EXCERPTED PASSAGE:
=== Begin Enclosure ===

GARVIN, Minn. – Relentless Opening Day rain, 20 mph winds and a flood watch in northern Murray County gave walleye chasers in southern Minnesota a morning to remember on a lake that showed a few glimpses of its star power.
"He hit like a ton of bricks,'' said Scott Ward, who hooked a plump 16-inch walleye while trolling during a lull between the driving rains.
Scott, our skipper, led us to fish on Opening Day as he always does – this year along with my 14-year-old son, Jack Kennedy. We first heard about Lake Sarah in 2018 from a state fish biologist who was studying why the lake had such an abundant, self-sustaining population of walleyes. After all, Sarah is merely 11 feet deep, surrounded by farms, impaired by zebra mussels and contained within eight miles of shoreline.
We were enticed by the fact that it's a perennial, early-season hotspot for walleyes in southern Minnesota. Adding to our curiosity was the latest Lake Sarah fishing report, issued just weeks ago by the Windom area fisheries staff of the Department of Natural Resources .
"The catch rate of walleye in 2021 was 38 per gill net, which should provide some phenomenal fishing in 2023,'' the report said. "Lake Sarah still boasts one of the best walleye populations in the area.''
Despite dismal weather on Opening Day, the lake drew 25 to 30 groups of anglers by 9 a.m. But after five or six hours of fighting to hold positions against the stiff east wind, most anglers – including us – got off the lake.
We had just a few good bites, but the walleyes we saw in boats around us were good size. Then, as we exited the lake, we saw a local man casting a weighted hook and wax worm from the public dock. On his stringer was a hefty 20-inch walleye.
Distinct genetics
For upwards of 35 years, the DNR stocked Sarah and other southern Minnesota lakes with walleye fry hatched from the huge supply of eggs gathered from fish-stripping stations at places like Cutfoot Sioux or Lake Vermilion, 300 and 400 miles to the north.
But that approach got turned on its head when Loren Miller, the DNR's fish population geneticist, took a look at the ancestry of walleyes in Lake Sarah. His study revealed a strong remnant population of fish unique to the Cannon River, which was regularly used as an egg source for walleye stocking purposes before the workload shifted to more productive stations up north.
Miller's study found that this "Lower Mississippi Strain'' of walleye persisted in Sarah and other southern waters despite decades of extensive stocking of northern strains.

=== End Enclosure ===

PROVIDED RECORDS:
=== Begin Enclosure ===

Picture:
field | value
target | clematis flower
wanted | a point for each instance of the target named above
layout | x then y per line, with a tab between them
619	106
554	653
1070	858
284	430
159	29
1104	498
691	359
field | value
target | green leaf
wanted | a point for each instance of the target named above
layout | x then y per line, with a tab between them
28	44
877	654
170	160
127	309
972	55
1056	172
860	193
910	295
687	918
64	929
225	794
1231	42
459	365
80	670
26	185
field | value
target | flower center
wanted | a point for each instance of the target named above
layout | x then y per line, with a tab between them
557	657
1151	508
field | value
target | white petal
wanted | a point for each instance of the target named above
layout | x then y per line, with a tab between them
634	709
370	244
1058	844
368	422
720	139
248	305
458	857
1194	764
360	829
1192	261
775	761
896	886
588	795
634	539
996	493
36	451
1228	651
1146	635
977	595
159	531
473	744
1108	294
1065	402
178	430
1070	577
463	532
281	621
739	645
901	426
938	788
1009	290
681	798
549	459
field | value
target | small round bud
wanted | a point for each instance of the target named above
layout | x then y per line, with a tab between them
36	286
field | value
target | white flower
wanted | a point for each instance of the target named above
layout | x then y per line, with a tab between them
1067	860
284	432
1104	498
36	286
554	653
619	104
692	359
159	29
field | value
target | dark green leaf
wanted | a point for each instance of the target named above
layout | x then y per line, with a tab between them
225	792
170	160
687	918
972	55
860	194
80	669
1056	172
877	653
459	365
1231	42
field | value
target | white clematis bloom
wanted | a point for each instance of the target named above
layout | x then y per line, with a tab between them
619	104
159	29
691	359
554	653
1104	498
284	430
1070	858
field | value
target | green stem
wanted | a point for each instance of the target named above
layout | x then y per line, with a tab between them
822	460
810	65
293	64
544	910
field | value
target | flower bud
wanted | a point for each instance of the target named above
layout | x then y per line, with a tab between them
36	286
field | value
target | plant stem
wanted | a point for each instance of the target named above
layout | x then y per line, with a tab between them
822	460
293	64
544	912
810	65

=== End Enclosure ===

Retype the stretch from "Scott, our skipper, led" through "miles of shoreline." in the Lake Sarah walleye article above.

ANSWER AREA:
Scott, our skipper, led us to fish on Opening Day as he always does – this year along with my 14-year-old son, Jack Kennedy. We first heard about Lake Sarah in 2018 from a state fish biologist who was studying why the lake had such an abundant, self-sustaining population of walleyes. After all, Sarah is merely 11 feet deep, surrounded by farms, impaired by zebra mussels and contained within eight miles of shoreline.